### Source passage
Climatic Irony Found in An Old National Geographic Magazine

By Doug Ferguson – Re-Blogged From

Having moved from Minnesota to Alaska this past summer, we have been making the rounds of thrift shops, stores and other venues to restock our home with things we left behind to reduce our moving costs.

Before heading out to one of our recent forays, I caught up on the news on the well known climate blog, “Watts Up With That” and read the 10/30/17 article, How Google and MSM Use “Fact Checkers” to Flood Us with Fake Claims by Leo Goldstein. You should read it. The link is here

The main example was Time magazine, but it made me think of another publication that has more subtly switched gears over the past 40 years or so to maintain the sense of impending climate doom. This is the venerable National Geographic, which currently is in full global warming alarm mode.

Therefore it was with great interest and a sense of irony as we browsed this particular thrift shop to find a big collection of this publication’s older magazines. Most of them were from this century, but mixed in were a few from the 1970’s. In particular one from November 1976 had a 45 page feature article titled, “What’s Happening to Our Climate?” by assistant editor Samuel W. Matthews. I bought this one for 25 cents to take home and read.

The ’70’s were at the very beginning of the media’s interest in our planet’s climate and the start of the pattern of alarmism on the subject that their path on the subject would take. On the first page of the article Matthews states:

“That earth’s climate changes, and even now maybe changing quite rapidly, is widely recognized. The questions facing worried experts are: Is the world as a whole cooling off, and perhaps heading into another onset of huge ice sheets? Or are we instead warming the atmosphere of our planet irreversibly with our industry, automobiles , and land clearing practices? What sort of weather will our children and our grandchildren know? On the answers may rest the fate of nations and millions of people.”

### Raw data
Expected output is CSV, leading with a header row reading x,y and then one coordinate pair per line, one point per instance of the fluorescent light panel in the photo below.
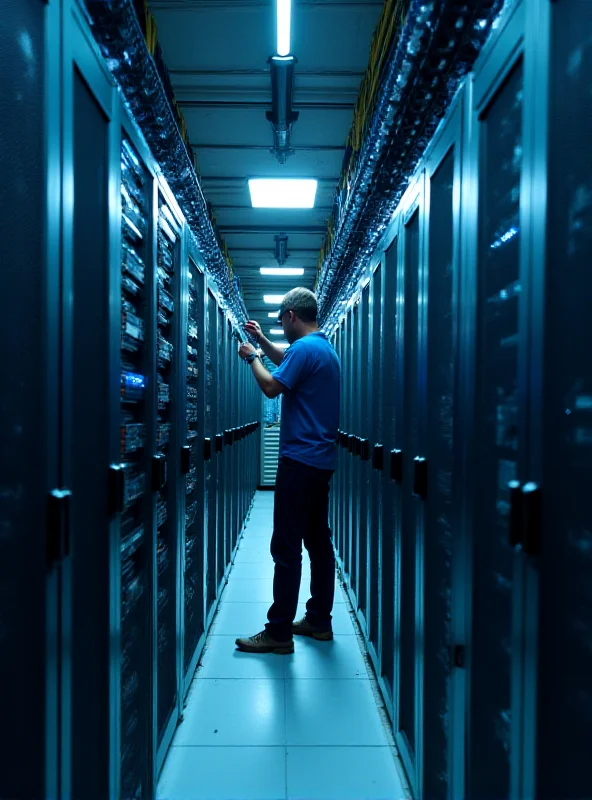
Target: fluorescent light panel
x,y
283,192
282,271
284,14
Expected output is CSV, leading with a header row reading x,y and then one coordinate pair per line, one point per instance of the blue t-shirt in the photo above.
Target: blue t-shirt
x,y
310,373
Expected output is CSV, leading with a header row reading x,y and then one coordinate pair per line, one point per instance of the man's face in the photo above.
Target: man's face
x,y
287,322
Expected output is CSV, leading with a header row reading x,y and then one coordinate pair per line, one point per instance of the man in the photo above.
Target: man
x,y
308,377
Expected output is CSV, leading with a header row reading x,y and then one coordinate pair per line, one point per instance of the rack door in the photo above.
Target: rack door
x,y
409,499
558,653
168,342
437,403
30,568
390,477
211,418
375,395
497,437
135,437
193,468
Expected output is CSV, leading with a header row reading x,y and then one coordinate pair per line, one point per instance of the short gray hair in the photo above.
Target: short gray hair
x,y
302,302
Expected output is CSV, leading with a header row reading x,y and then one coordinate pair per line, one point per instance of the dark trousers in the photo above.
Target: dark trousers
x,y
301,514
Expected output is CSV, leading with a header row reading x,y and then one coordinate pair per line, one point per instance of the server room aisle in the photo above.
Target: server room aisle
x,y
265,727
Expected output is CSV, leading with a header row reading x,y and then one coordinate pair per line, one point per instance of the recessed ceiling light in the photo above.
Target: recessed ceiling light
x,y
283,192
282,271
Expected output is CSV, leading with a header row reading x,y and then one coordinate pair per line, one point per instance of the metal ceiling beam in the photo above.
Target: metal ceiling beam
x,y
186,5
265,72
244,179
268,249
223,207
314,229
315,148
241,104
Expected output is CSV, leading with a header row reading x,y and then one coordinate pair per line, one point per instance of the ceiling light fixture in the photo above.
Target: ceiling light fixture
x,y
283,19
282,271
283,192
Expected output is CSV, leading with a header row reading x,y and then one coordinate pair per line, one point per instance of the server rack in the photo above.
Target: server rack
x,y
193,466
34,567
483,619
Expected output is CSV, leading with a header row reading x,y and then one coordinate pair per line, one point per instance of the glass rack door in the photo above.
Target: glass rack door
x,y
496,437
168,252
194,484
136,644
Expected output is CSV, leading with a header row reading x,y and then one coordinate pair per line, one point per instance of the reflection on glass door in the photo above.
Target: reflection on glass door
x,y
496,439
166,534
194,549
438,532
389,325
136,186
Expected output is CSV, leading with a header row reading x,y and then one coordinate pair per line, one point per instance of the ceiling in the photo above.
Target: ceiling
x,y
217,53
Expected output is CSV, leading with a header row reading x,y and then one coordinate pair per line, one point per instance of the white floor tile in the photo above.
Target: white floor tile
x,y
221,660
266,727
339,659
343,773
234,712
332,712
241,619
224,773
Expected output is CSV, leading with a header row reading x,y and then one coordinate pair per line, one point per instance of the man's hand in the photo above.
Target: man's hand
x,y
245,350
254,329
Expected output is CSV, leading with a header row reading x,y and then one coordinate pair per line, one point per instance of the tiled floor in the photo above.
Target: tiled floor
x,y
299,727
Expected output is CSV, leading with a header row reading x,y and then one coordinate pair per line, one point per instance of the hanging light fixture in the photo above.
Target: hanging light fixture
x,y
281,248
282,116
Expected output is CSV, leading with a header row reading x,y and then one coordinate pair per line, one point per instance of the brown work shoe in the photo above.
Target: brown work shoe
x,y
304,628
264,643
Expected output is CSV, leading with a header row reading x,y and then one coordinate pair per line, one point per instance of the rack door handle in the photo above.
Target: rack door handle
x,y
420,477
526,518
515,520
159,472
397,466
378,457
116,489
185,459
533,519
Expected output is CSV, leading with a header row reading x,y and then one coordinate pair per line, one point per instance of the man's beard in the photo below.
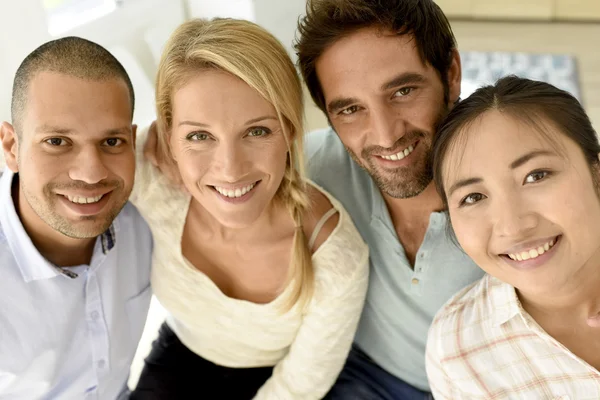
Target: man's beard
x,y
46,209
406,181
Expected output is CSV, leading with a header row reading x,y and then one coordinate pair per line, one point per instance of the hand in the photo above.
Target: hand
x,y
159,157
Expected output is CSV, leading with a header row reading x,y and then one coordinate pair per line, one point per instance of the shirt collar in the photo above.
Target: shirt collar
x,y
31,263
503,303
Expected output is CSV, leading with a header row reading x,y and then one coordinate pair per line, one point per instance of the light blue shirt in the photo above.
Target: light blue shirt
x,y
71,334
401,301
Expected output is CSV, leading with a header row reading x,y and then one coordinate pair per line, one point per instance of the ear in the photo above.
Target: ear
x,y
454,77
10,145
133,134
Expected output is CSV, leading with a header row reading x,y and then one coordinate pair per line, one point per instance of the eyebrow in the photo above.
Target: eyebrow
x,y
523,159
45,129
462,183
513,165
400,80
340,103
403,79
250,121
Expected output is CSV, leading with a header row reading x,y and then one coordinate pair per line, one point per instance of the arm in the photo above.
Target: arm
x,y
321,347
151,171
440,383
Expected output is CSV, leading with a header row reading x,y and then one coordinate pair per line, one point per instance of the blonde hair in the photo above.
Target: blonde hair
x,y
250,53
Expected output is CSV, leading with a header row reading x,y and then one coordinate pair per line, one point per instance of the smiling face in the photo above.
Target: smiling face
x,y
523,204
229,146
386,104
75,153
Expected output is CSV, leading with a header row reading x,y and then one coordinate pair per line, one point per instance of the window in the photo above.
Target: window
x,y
64,15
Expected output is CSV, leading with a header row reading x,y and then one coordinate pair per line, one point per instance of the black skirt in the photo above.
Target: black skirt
x,y
172,371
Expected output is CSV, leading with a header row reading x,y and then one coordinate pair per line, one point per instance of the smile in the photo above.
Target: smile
x,y
533,252
84,200
235,193
400,155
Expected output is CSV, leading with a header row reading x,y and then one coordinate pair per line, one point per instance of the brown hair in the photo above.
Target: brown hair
x,y
252,54
71,56
327,21
529,101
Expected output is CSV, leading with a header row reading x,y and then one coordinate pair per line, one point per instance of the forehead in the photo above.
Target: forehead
x,y
69,102
495,139
214,94
366,59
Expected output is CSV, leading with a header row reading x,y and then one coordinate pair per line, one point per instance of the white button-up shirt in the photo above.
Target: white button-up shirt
x,y
72,333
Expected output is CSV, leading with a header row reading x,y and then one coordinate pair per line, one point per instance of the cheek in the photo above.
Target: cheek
x,y
192,166
472,234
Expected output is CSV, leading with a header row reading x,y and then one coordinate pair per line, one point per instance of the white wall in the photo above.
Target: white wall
x,y
24,28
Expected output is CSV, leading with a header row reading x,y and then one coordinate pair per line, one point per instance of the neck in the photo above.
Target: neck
x,y
270,217
55,247
578,300
416,208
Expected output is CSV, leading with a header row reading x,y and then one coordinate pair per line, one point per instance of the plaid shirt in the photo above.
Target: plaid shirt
x,y
483,345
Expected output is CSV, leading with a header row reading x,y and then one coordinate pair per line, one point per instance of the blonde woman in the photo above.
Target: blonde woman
x,y
263,274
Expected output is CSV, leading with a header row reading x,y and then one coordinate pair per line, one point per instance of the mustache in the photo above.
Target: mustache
x,y
112,184
402,143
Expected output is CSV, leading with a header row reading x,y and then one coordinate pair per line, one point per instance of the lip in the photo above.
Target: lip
x,y
397,163
86,210
236,200
532,263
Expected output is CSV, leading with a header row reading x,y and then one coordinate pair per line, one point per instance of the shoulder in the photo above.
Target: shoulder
x,y
465,315
132,224
326,155
342,257
319,219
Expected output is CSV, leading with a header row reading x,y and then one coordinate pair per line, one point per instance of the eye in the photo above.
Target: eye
x,y
56,142
197,136
113,142
471,198
536,176
349,111
403,92
259,131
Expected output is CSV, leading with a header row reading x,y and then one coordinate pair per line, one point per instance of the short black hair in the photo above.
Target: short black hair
x,y
71,56
327,21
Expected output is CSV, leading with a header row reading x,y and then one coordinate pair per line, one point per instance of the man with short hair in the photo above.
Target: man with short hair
x,y
386,73
75,255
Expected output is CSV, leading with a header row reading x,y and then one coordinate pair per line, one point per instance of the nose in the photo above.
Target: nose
x,y
89,166
513,217
231,159
386,127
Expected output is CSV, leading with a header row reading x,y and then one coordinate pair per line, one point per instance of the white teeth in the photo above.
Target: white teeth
x,y
400,155
234,193
532,253
84,200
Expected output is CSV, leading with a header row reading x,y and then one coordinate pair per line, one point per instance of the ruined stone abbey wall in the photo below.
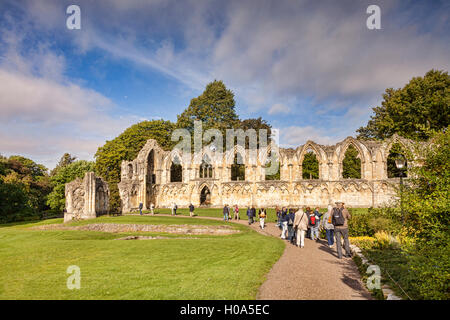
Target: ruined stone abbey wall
x,y
87,198
147,180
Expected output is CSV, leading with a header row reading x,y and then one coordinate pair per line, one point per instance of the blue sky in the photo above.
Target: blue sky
x,y
311,68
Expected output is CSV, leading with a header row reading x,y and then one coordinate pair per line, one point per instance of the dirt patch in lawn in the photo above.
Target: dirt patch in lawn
x,y
116,228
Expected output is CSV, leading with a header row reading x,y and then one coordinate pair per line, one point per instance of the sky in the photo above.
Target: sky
x,y
312,69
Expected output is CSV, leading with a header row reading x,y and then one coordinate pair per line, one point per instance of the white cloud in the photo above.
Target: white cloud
x,y
278,108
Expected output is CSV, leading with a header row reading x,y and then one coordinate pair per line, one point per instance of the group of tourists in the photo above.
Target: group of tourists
x,y
307,222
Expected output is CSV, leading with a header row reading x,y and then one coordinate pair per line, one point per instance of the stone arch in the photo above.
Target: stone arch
x,y
317,150
361,153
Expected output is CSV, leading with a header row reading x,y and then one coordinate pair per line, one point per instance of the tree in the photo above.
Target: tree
x,y
65,160
310,166
351,165
24,188
257,124
215,107
126,147
427,218
420,107
66,174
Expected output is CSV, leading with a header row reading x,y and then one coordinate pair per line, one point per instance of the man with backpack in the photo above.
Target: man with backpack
x,y
314,220
340,221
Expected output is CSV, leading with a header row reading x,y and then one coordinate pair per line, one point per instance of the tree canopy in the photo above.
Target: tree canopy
x,y
24,186
414,111
126,147
215,107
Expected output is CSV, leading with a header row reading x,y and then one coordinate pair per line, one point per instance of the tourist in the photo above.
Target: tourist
x,y
308,213
278,213
291,217
262,217
175,207
284,222
226,212
315,228
327,224
300,226
191,210
152,207
340,216
250,216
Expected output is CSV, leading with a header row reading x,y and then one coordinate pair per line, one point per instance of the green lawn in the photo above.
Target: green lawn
x,y
34,262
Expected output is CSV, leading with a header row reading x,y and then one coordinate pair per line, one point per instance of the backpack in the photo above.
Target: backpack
x,y
338,218
291,221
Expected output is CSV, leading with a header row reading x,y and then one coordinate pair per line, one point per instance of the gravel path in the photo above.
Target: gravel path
x,y
311,273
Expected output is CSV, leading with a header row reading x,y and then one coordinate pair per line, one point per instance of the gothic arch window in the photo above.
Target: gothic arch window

### Requirements
(1) In the National Geographic post, why had the writer's household been visiting thrift shops and stores?
(2) Pull out every line of the records that contains the string "gravel".

### Final results
(1) After moving from Minnesota to Alaska, they were restocking their home with things they had left behind to reduce their moving costs.

(2)
Expected output is CSV, leading with a header row reading x,y and then one coordinate pair per line, one point per instance of the gravel path in the photo above.
Target: gravel path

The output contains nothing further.